Task material
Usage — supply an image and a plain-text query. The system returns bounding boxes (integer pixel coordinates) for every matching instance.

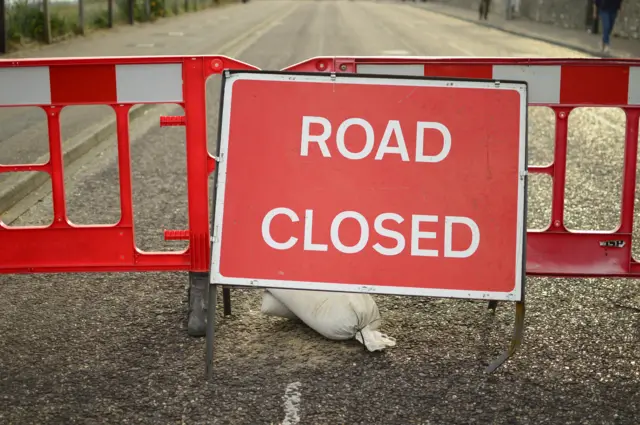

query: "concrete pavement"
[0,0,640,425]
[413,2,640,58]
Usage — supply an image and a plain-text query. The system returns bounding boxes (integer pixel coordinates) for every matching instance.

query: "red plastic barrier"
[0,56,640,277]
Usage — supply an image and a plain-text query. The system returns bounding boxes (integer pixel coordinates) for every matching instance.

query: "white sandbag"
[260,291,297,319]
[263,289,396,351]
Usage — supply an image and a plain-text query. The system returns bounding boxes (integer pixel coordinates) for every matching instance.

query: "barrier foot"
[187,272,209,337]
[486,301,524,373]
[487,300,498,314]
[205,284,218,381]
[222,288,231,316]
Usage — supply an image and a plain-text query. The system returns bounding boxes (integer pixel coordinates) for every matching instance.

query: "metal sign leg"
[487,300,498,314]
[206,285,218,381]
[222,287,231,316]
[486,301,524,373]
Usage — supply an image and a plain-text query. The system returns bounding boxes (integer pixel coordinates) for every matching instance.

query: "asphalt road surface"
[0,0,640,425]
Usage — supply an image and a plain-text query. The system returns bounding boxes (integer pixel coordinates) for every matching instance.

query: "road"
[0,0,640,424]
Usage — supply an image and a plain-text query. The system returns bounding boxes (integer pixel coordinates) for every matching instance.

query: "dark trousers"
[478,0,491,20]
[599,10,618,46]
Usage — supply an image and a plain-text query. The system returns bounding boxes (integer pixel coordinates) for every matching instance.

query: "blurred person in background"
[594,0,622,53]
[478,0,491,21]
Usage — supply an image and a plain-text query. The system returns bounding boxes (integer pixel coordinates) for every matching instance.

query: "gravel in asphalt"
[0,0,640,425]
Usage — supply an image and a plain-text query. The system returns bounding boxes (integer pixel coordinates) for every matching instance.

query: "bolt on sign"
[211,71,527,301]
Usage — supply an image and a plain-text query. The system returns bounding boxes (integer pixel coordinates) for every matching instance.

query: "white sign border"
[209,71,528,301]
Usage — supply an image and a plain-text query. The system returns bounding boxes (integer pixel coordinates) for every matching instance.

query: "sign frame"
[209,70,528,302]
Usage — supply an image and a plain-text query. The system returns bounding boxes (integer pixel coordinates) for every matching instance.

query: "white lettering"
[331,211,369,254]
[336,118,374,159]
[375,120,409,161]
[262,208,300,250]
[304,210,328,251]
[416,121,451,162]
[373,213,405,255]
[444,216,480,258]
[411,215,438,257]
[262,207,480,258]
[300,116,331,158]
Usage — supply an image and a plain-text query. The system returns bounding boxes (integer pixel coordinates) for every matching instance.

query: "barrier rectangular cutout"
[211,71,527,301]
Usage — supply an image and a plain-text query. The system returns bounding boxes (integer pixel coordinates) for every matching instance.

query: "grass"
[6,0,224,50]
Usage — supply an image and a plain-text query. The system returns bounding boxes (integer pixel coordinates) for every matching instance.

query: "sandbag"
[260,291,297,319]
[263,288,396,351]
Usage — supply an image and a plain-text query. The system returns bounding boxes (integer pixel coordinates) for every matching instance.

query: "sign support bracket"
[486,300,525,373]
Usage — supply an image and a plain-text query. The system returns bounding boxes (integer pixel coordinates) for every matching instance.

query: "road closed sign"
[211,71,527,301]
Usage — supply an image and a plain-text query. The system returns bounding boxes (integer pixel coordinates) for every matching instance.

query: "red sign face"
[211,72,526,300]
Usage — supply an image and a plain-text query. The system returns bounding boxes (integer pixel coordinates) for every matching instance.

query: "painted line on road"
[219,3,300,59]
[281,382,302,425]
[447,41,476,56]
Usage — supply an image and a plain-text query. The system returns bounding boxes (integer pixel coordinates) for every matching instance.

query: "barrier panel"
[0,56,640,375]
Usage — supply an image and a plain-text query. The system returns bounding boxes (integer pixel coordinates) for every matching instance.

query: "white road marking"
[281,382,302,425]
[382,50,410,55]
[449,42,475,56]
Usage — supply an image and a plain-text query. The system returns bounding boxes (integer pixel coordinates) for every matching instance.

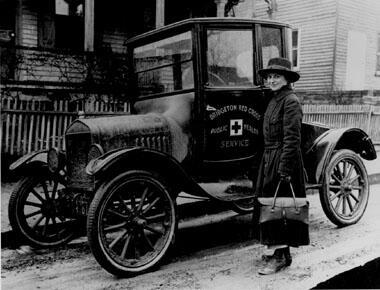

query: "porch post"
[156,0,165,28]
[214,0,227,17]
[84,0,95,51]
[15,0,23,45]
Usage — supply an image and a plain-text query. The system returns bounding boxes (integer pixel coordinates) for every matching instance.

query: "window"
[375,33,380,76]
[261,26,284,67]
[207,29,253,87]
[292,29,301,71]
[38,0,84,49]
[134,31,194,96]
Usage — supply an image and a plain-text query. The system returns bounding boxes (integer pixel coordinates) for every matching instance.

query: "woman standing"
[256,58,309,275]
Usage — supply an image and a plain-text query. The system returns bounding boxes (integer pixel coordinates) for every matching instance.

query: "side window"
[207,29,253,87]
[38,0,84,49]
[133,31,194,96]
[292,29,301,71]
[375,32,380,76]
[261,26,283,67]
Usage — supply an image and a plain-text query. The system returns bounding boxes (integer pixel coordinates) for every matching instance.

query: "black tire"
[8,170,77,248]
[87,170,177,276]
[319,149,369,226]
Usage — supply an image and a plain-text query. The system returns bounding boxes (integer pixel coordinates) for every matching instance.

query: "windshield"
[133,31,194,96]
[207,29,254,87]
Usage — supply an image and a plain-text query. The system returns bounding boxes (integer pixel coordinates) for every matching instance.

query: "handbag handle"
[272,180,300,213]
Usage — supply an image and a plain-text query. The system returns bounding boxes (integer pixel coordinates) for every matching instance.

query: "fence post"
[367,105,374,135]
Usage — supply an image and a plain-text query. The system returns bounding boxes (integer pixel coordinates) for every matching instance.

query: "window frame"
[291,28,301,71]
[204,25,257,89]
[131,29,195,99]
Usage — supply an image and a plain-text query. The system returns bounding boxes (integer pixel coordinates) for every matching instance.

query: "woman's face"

What is being asked
Copy out the records above in full, exactly as written, but not the pictures.

Finished exercise
Usage — supply an image and a plain-text query. The system returns bounding boxes (integer pixel coordinates) for every matching instance.


query: "concrete pavement"
[0,0,640,425]
[413,2,640,58]
Usage — supply an image and a plain-text query. The system returns bounding boxes (integer pixel coordinates) for every matching instance.

query: "red plastic barrier"
[0,56,640,277]
Usage — supply an image and a plain-text query. The system returns bounding boxes (integer pixel coordinates) for every matching instance.

query: "white sandbag"
[260,291,297,319]
[263,289,396,351]
Usage — supply an image and a plain-text query. The system returns bounding boxes (integer pixel coordinates) for every matching instance.

query: "barrier foot"
[187,272,209,337]
[486,301,524,373]
[487,300,498,314]
[205,284,218,381]
[222,288,231,316]
Usage — supply an image and a plain-text query. The system returns bounding boxes (integer pixel coordinates) for every matching instance.

query: "metal sign leg"
[487,300,498,314]
[206,285,218,381]
[222,287,231,316]
[486,301,524,373]
Usage — supply an image and a plain-text query. The system returns bounding boxes (integer pixel coordinates) for every matching instance.

query: "asphalt road surface"
[0,0,640,425]
Usage — supply an image and a plain-text query. The system returns bounding boxes (integer pixel coordinates) for every matching instance.

query: "road"
[0,0,640,424]
Usage — supply an image and a plain-text query. The system returns bounding boxes (integer pixel coordinates) for every matching instance.

query: "dark trousers"
[478,0,491,20]
[599,10,618,46]
Usage — supply an image and a plain-text query. The system returns bounding boxes (integer pixel coordinates) for every matching instance.

query: "blurred person in background"
[594,0,622,53]
[478,0,491,21]
Usage — supply an image and a plain-text query. The system returns bounding boxes (integer pixel coordinates) for every matching instance.

query: "gravel in asphalt"
[0,0,640,425]
Usage — supply an image and a plain-text query. The system returns bounding boxes (integer pixel coordinates) for every matching instance.

query: "bolt on sign"
[211,71,527,301]
Usage — supply an image and a plain-text query. The system returns bounding boxes (integer pixel coordinates) for every matching instance.

query: "white sign border"
[209,71,528,301]
Usage — supply an image and a plain-text query. The system returns bounding boxes (integer pixel coordinates) for every matching instance.

query: "sign frame"
[209,70,528,302]
Usage — supply an image and a plain-text query. The system returns bounding boxes (integer pixel coordinates) for every matching instance.

query: "white lettering"
[331,211,369,254]
[336,118,374,159]
[375,120,409,161]
[262,208,300,250]
[304,210,328,251]
[416,121,451,162]
[373,213,405,255]
[444,216,480,258]
[411,215,438,257]
[262,207,480,258]
[300,116,331,158]
Usage — supply an image and a plain-text query. The system returns bounding boxes (integer pixel coordinates) for every matching instance.

query: "barrier rectangular cutout"
[211,71,527,301]
Usage — supply an image and a plain-text query. The system returns bounding boxes (integer pixel coordinates) for every matching instance.

query: "grass"
[6,0,224,50]
Usage — supply an image and a plain-text query. The system returns bounding boxes (integer pixel coordinates) for every matching instance.

query: "sandbag"
[260,291,297,319]
[263,288,396,351]
Usage — supply an image and a plain-text query. The system returns bounding boxes (integer pixel coordinates) for every matching instance.

query: "sign support bracket"
[486,300,525,373]
Usage — supply an image and a plain-text query. The system returns bounding boxes (integer pixel coordinates) for every matching instance.

query: "road closed sign"
[211,71,527,301]
Usage — supply an image and a plain-text query. The system returns bounding boxes (integer pixel coordinates) for every matching instance.

query: "red sign face"
[211,72,526,300]
Usage — supply an image and a plain-text query. The system returns bounding boxes (integer pixel coordinates) for every matching instance.

query: "painted line on road"
[219,3,300,59]
[281,382,302,425]
[447,41,476,56]
Usage — supply an image and a plain-text query. The system returns bounding boxes (integer pixel coordinates) for every matching instance.

query: "barrier panel"
[0,56,640,375]
Usage — supply an image and a plain-text query. The system returns bounding boxes (integer pixel coordinates) for every matching instance.

query: "white road marking"
[281,382,302,425]
[382,50,410,55]
[449,42,475,56]
Usage — supply an image and a plain-text query. The system returns bounding boxes (integer pixel coordinates) for every matching instance.


query: "porch post"
[156,0,165,28]
[214,0,227,17]
[84,0,95,51]
[15,0,23,45]
Usage — supply an image and a plain-text query. The system returns bounding boxes (integer pixel coordinates) for every matching instance.

query: "window"
[375,33,380,76]
[261,26,284,67]
[207,29,253,87]
[292,29,301,71]
[38,0,84,49]
[134,31,194,96]
Usage — supply an image and a plain-text query. The system returns bounding boxes (integer pixel coordinates) for every matching instance.

query: "woman standing"
[256,58,309,275]
Usage — supply an image and a plain-text query. The system returns bounding boxes (integer pixel coordinates) for every matching instance.

query: "side window"
[207,29,253,87]
[38,0,84,49]
[133,31,194,96]
[292,29,301,71]
[375,32,380,76]
[261,26,283,67]
Usage — supply an image and a plain-text query. The system returns bounding boxes (integer pixel coordinates) for every matching instance.

query: "black tire"
[8,170,77,248]
[87,170,177,276]
[319,149,369,226]
Usage — supply an image and a plain-text query. The system returns bounding boxes (integer pixel coordinates) for every matching instance.

query: "windshield"
[133,31,194,96]
[207,29,254,87]
Usage — supply an image and a plain-text query. The system returns bounding boxes (integer pixel coordinates) for every matching instance.

query: "handbag handle"
[272,180,300,213]
Usage — supply an image and a plain-text query. The system returns bounding boxes (integer pixel coordinates) for every matching instance.

query: "fence post"
[367,105,374,135]
Usage — supply an image and a plain-text query. The system returns bounding boxes (integer pixel coordinates) for every matching instance.

query: "window frame"
[291,28,301,71]
[204,25,257,89]
[131,29,195,99]
Usage — supply an image and a plain-text query. The system returns bounding boxes (integer pixel coordinates) for every matching instance.

query: "woman's face"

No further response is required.